[Work to do] Which lines of the entries contain the word "colorful"? List each such line in full, and treat case as significant.

[Material for this exercise]

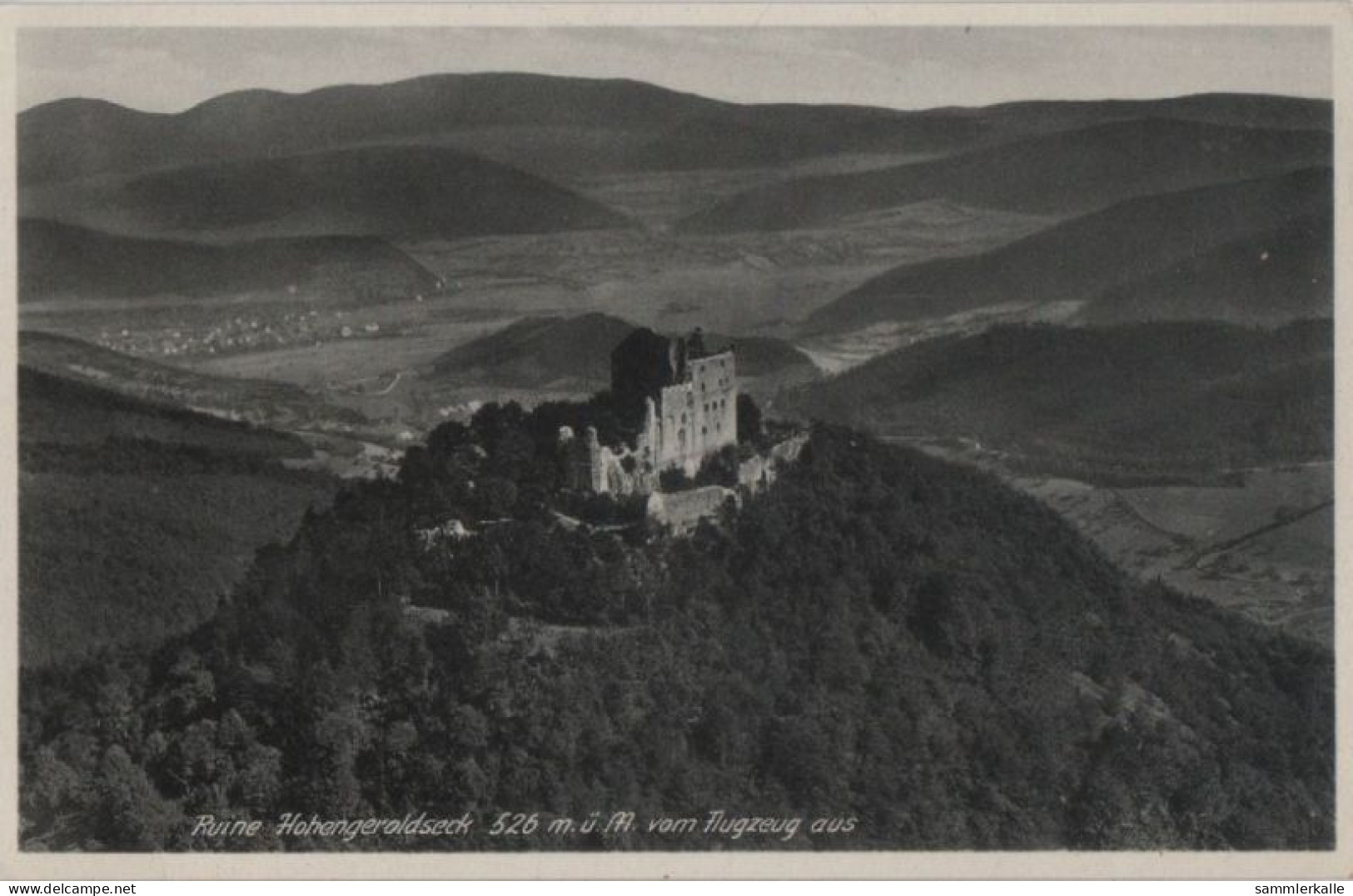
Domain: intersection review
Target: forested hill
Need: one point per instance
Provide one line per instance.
(878, 636)
(1186, 397)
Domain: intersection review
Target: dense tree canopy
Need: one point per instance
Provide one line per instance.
(878, 636)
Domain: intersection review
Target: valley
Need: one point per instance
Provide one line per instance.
(352, 480)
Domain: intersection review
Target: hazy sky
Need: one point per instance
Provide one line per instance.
(169, 69)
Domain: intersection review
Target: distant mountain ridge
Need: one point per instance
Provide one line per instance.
(65, 261)
(382, 191)
(1097, 257)
(645, 126)
(259, 401)
(1064, 172)
(1136, 398)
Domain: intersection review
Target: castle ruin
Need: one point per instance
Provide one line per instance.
(685, 401)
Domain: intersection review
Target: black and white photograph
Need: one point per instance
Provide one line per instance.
(685, 439)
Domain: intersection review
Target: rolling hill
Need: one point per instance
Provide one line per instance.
(1279, 275)
(77, 138)
(903, 642)
(575, 352)
(1134, 398)
(1086, 259)
(115, 545)
(378, 191)
(563, 126)
(1067, 172)
(64, 261)
(257, 401)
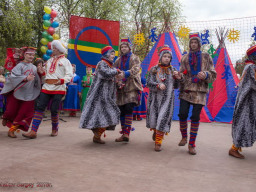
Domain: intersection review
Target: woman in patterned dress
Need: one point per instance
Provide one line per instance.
(161, 83)
(100, 110)
(244, 117)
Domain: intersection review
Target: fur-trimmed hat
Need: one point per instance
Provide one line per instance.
(59, 45)
(251, 51)
(105, 51)
(164, 49)
(195, 36)
(126, 41)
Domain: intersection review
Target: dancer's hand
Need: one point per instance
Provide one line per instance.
(177, 75)
(162, 86)
(30, 77)
(120, 75)
(201, 75)
(58, 83)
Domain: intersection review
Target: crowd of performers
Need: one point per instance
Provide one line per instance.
(114, 93)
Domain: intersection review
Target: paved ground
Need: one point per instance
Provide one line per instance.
(72, 163)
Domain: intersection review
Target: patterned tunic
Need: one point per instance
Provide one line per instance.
(196, 92)
(100, 108)
(244, 117)
(160, 102)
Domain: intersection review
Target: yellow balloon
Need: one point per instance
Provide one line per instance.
(44, 49)
(47, 10)
(55, 36)
(45, 27)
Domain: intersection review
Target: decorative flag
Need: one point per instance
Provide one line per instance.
(87, 38)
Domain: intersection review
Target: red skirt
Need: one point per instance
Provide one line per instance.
(19, 112)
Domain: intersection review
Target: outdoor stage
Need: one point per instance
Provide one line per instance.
(72, 162)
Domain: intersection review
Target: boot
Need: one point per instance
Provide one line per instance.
(124, 138)
(98, 140)
(154, 136)
(191, 150)
(183, 142)
(11, 134)
(54, 133)
(97, 135)
(30, 135)
(4, 122)
(158, 147)
(235, 153)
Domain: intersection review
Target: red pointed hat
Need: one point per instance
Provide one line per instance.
(105, 50)
(251, 51)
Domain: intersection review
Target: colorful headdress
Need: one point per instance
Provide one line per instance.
(251, 54)
(251, 51)
(126, 41)
(105, 51)
(59, 44)
(164, 49)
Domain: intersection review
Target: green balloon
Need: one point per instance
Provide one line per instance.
(44, 41)
(47, 23)
(45, 34)
(49, 38)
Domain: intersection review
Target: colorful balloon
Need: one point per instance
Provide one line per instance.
(44, 49)
(49, 38)
(55, 36)
(45, 34)
(53, 14)
(51, 30)
(47, 23)
(55, 24)
(45, 27)
(44, 41)
(49, 52)
(46, 16)
(46, 57)
(49, 45)
(47, 10)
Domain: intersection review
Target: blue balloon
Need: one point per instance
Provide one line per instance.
(46, 57)
(49, 52)
(55, 24)
(46, 16)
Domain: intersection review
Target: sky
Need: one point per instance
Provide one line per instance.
(201, 10)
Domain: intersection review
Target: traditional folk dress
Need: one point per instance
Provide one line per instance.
(72, 100)
(2, 99)
(58, 72)
(86, 86)
(193, 90)
(100, 109)
(244, 117)
(160, 102)
(129, 88)
(141, 110)
(20, 96)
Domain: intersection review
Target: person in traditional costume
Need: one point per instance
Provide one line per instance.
(86, 84)
(196, 71)
(58, 72)
(129, 87)
(22, 87)
(2, 99)
(100, 110)
(72, 99)
(244, 116)
(161, 83)
(141, 110)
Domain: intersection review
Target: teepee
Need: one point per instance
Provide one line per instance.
(222, 97)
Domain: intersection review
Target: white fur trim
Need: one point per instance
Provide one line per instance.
(59, 45)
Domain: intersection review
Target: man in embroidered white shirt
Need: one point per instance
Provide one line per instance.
(58, 72)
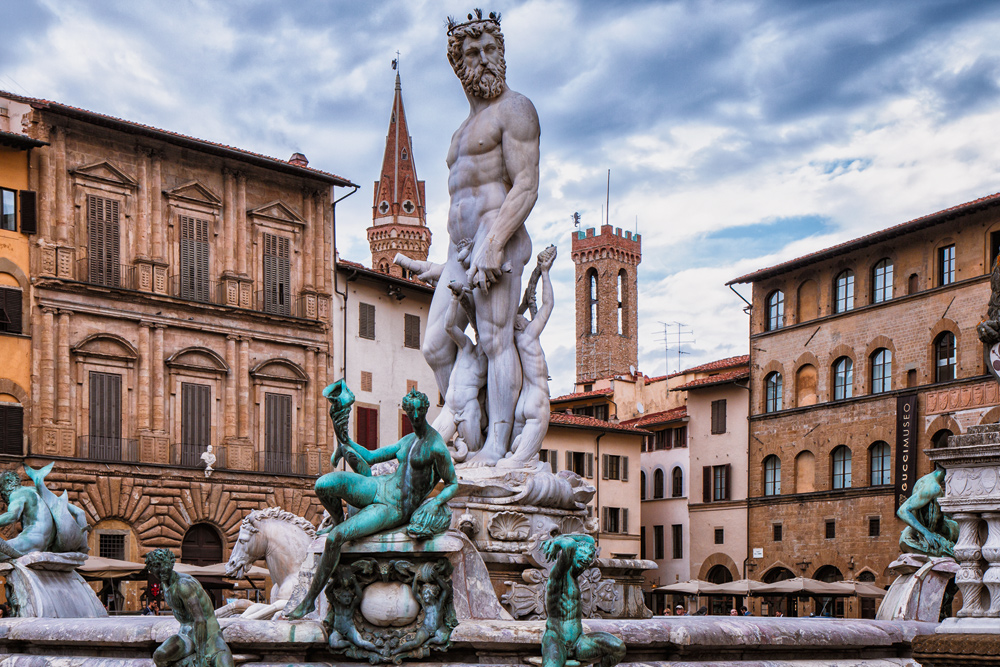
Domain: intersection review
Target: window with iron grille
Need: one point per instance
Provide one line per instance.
(11, 429)
(10, 310)
(277, 275)
(277, 432)
(946, 265)
(194, 245)
(111, 545)
(366, 321)
(411, 331)
(104, 241)
(719, 416)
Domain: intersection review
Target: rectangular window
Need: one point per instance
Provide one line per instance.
(8, 210)
(105, 439)
(11, 429)
(720, 482)
(411, 333)
(719, 416)
(111, 545)
(366, 427)
(104, 241)
(551, 457)
(946, 265)
(277, 275)
(366, 321)
(277, 433)
(581, 463)
(196, 422)
(10, 310)
(194, 245)
(677, 540)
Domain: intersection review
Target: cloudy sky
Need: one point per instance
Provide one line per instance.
(738, 134)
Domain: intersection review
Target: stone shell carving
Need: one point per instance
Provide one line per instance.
(509, 527)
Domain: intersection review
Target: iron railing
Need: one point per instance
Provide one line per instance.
(109, 274)
(109, 449)
(202, 291)
(188, 455)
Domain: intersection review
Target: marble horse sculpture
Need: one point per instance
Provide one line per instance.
(48, 522)
(387, 501)
(564, 642)
(198, 642)
(282, 539)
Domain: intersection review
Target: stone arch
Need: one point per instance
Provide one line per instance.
(107, 346)
(715, 559)
(9, 267)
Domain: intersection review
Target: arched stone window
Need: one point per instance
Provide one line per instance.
(945, 357)
(592, 300)
(881, 363)
(844, 292)
(841, 458)
(882, 281)
(772, 476)
(775, 311)
(878, 464)
(843, 378)
(772, 392)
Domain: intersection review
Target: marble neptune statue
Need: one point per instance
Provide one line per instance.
(493, 183)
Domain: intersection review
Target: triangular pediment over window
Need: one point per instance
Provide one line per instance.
(194, 191)
(277, 211)
(105, 172)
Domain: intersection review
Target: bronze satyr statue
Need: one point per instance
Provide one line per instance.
(199, 641)
(928, 531)
(385, 501)
(564, 642)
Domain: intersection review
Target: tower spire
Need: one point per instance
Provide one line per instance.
(398, 217)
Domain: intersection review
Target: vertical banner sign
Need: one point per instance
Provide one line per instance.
(906, 446)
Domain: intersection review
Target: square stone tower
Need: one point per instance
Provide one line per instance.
(607, 342)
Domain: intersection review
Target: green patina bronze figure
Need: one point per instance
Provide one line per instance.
(199, 641)
(385, 501)
(564, 644)
(48, 522)
(928, 531)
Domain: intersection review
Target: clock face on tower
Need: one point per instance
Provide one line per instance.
(993, 360)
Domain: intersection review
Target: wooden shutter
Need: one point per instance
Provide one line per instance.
(411, 333)
(10, 310)
(11, 429)
(29, 212)
(366, 321)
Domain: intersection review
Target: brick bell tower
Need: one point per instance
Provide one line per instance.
(607, 341)
(399, 222)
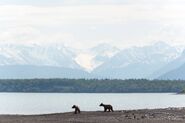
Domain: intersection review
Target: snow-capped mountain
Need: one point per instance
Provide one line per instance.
(174, 70)
(94, 57)
(138, 62)
(101, 61)
(53, 55)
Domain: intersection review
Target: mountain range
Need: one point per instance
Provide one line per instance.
(155, 61)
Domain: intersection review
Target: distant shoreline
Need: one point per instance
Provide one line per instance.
(167, 115)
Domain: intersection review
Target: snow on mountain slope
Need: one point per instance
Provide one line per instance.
(94, 57)
(53, 55)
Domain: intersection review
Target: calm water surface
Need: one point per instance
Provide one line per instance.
(41, 103)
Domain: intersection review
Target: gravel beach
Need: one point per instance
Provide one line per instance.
(168, 115)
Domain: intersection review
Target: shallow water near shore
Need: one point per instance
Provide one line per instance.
(43, 103)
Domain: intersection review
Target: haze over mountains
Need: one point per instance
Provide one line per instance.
(159, 60)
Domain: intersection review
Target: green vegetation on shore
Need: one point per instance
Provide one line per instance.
(91, 85)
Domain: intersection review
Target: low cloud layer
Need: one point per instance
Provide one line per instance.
(84, 24)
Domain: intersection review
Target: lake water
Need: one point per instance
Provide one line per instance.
(42, 103)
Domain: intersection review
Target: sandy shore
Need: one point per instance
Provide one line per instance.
(169, 115)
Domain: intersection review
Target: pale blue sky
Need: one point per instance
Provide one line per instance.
(85, 23)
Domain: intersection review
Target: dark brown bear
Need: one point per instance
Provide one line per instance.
(107, 107)
(77, 109)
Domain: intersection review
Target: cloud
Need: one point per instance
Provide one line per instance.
(131, 23)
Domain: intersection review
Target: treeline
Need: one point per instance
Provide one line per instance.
(91, 85)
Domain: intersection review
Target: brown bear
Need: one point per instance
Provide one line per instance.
(107, 107)
(77, 109)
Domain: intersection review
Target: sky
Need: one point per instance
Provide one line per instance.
(85, 23)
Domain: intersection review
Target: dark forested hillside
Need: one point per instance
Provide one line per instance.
(90, 86)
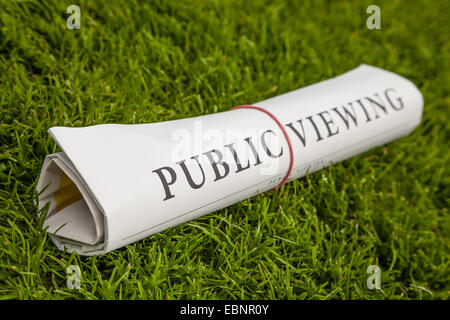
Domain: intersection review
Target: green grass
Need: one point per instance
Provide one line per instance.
(140, 63)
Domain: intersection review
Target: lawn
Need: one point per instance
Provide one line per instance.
(139, 63)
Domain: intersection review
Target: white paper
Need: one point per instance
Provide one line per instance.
(123, 183)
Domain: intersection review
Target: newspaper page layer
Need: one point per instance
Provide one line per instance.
(115, 184)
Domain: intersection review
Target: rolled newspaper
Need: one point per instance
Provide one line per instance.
(115, 184)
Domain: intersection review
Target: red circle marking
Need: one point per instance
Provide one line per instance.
(291, 151)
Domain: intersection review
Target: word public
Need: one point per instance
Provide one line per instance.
(311, 129)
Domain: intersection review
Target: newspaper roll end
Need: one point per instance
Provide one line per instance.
(73, 218)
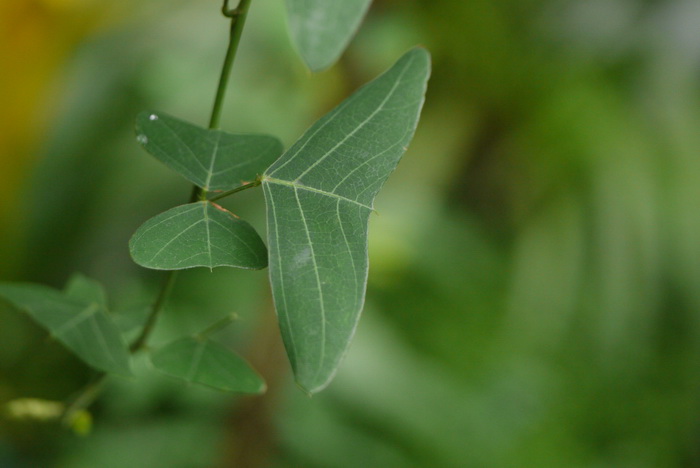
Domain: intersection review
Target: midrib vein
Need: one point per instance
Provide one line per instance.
(298, 186)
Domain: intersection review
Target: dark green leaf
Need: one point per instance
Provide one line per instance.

[Task output]
Target: colorful headdress
Target: colorful balloon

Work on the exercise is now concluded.